_What is needed_
Reproduce the text of every entry below verbatim, omitting the pictures.

(Excerpts drawn from a detection dataset)

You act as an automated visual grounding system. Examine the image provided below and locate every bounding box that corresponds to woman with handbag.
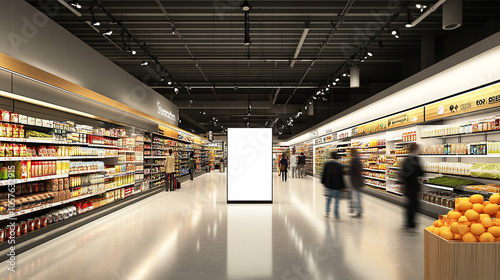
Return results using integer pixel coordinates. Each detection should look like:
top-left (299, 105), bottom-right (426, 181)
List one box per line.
top-left (188, 152), bottom-right (196, 181)
top-left (321, 151), bottom-right (345, 219)
top-left (279, 154), bottom-right (288, 182)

_Output for this exercise_
You act as an automated visual grounding system. Examine the image provided below and locate every bounding box that corresponds to woman with handbag.
Return results using integer pixel coordinates. Each detection should look like:
top-left (299, 105), bottom-right (426, 181)
List one box per line.
top-left (188, 152), bottom-right (196, 181)
top-left (321, 151), bottom-right (345, 219)
top-left (279, 154), bottom-right (288, 182)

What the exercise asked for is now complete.